#### PROBLEM A:
Reproduce the records from their first line through the line containing "x=120, y=368", both included, and omit the picture. Keep the requests as they are, but multiply every answer coordinate by 2.4 and round to whole numbers, with halves rounding up.

#### PASSAGE SHOWN:
What appeared to be a normal galaxy concealed a ring of light never seen before

It is not every day that a nearby, cataloged galaxy reveals a secret hiding in plain sight. A new study reports a complete Einstein ring, a near perfect loop of light made when a more distant galaxy’s glow is bent and magnified by a massive foreground galaxy.

The result arrives from Euclid’s early observations and centers on NGC 6505, a well known elliptical. The new analysis presents the first strong lens discovered by Euclid and pins down key numbers for both the lens and the hidden background source.

Einstein ring in a familiar galaxy

The ring encircles the core of NGC 6505 with an Einstein radius of about 2.5 arcseconds.

Spectroscopy identifies the background source at redshift z = 0.406 and the lens at z = 0.042, placing the ring at a physical scale of roughly 2.1 kiloparsecs in the lens plane, while remaining compact compared with the galaxy’s effective radius.

Euclid’s visible and near infrared images reach exceptionally high signal to noise.

That imaging, paired with follow up spectroscopy from the Keck Cosmic Web Imager (KCWI) and data from the Dark Energy Spectroscopic Instrument (DESI), allowed precise modeling of the light and mass in the lens.

What an Einstein ring tells us

Gravitational lensing occurs when mass bends the path of light, causing background objects to be displaced, stretched, or multiply imaged.

In the special case where the alignment between source, lens, and observer is close to exact, the images merge into a ring whose radius encodes the mass inside it.

These systems serve many roles. They trace how matter, including invisible dark matter, is arranged in and around galaxies, and they can probe how the universe has grown over time by connecting lens statistics to cosmic expansion and structure growth.

Strong lenses also act as natural magnifying glasses for the lensed sources. That gives astronomers a clearer look at distant galaxies than direct imaging alone can provide, especially when the lensing geometry boosts surface brightness and effective resolution.

#### PROBLEM B:
List every telescope or instrument that the Einstein ring article names as a source of its data.

#### SUPPLIED ENTRIES:
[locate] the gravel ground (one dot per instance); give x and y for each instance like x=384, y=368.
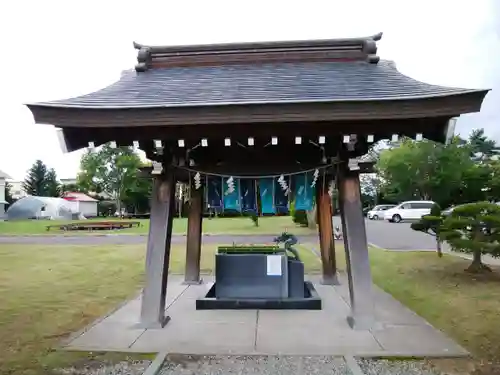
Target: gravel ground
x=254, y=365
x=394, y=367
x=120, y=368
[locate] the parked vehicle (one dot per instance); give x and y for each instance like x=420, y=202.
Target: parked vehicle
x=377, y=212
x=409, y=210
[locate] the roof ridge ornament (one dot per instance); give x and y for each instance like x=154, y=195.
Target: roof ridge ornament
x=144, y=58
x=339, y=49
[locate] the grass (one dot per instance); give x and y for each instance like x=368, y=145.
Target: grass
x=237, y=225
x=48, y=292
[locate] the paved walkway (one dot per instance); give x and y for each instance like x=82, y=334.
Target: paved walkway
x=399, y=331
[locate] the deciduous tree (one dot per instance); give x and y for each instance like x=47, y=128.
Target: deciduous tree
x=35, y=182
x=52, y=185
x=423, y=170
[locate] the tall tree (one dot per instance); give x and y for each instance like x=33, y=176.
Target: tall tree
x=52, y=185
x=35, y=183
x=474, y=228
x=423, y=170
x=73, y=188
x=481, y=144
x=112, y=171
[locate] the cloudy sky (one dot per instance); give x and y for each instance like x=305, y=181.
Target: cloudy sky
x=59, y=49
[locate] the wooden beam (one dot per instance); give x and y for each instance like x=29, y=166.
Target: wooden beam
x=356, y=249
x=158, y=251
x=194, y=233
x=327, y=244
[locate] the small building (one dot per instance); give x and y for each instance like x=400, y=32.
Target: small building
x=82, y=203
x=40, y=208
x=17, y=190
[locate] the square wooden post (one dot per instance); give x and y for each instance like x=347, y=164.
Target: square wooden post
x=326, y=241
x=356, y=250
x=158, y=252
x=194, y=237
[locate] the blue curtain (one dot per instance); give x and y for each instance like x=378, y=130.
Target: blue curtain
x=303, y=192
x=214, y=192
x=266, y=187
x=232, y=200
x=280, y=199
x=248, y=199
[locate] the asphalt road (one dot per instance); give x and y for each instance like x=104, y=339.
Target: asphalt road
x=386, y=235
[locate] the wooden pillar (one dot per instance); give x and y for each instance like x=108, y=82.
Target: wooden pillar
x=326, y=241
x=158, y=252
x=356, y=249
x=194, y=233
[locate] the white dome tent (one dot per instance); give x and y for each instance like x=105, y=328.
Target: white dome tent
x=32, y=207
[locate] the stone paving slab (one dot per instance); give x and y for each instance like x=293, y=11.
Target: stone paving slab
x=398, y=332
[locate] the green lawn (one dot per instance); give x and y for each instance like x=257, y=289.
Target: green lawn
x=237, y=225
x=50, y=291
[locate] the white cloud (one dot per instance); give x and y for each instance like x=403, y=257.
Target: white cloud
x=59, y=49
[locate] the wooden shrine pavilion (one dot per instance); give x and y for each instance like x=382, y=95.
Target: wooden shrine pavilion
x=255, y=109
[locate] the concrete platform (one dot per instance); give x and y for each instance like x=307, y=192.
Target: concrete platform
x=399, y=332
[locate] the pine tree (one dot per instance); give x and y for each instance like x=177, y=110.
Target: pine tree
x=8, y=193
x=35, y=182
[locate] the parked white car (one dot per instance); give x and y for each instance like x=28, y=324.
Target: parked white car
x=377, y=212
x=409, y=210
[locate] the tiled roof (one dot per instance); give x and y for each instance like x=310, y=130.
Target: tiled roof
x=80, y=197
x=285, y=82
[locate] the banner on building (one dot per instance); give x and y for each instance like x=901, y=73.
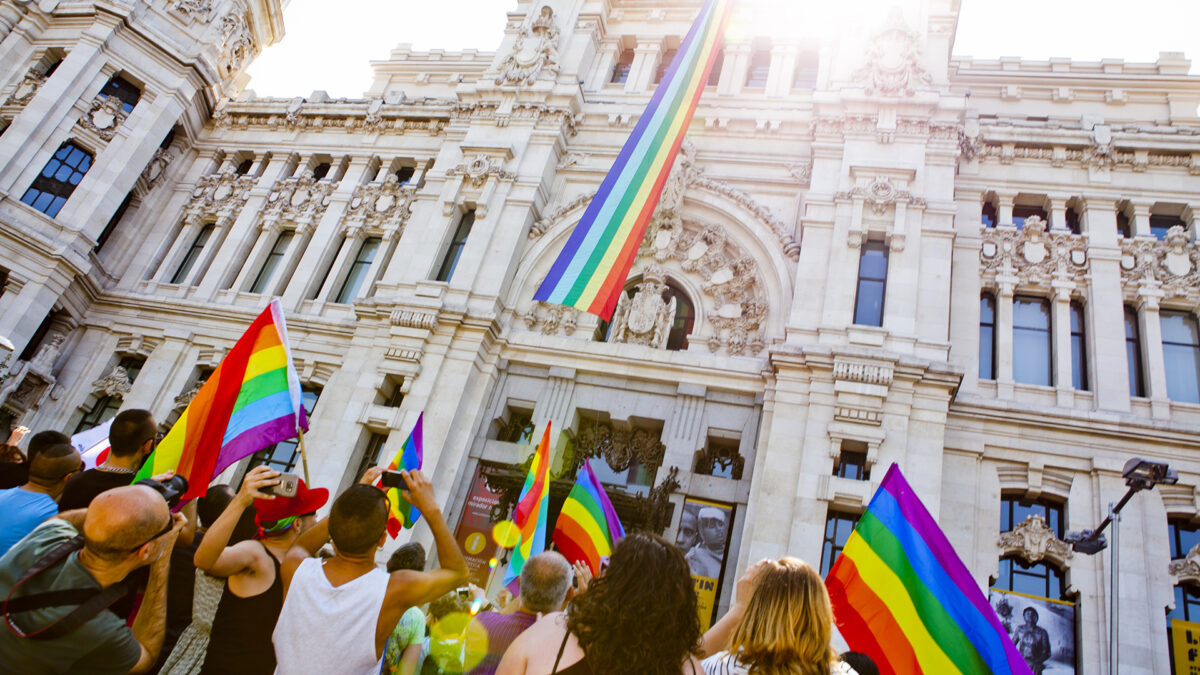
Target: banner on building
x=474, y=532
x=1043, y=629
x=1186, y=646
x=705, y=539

#### FINISHED ANSWER A:
[locate] the gravel ground (one dot per instance); give x and y for each instance like x=384, y=368.
Target: gravel ground
x=610, y=876
x=946, y=881
x=288, y=883

#### FINISHED ANSWER B:
- Euclid
- Keck Cosmic Web Imager (KCWI)
- Dark Energy Spectroscopic Instrument (DESI)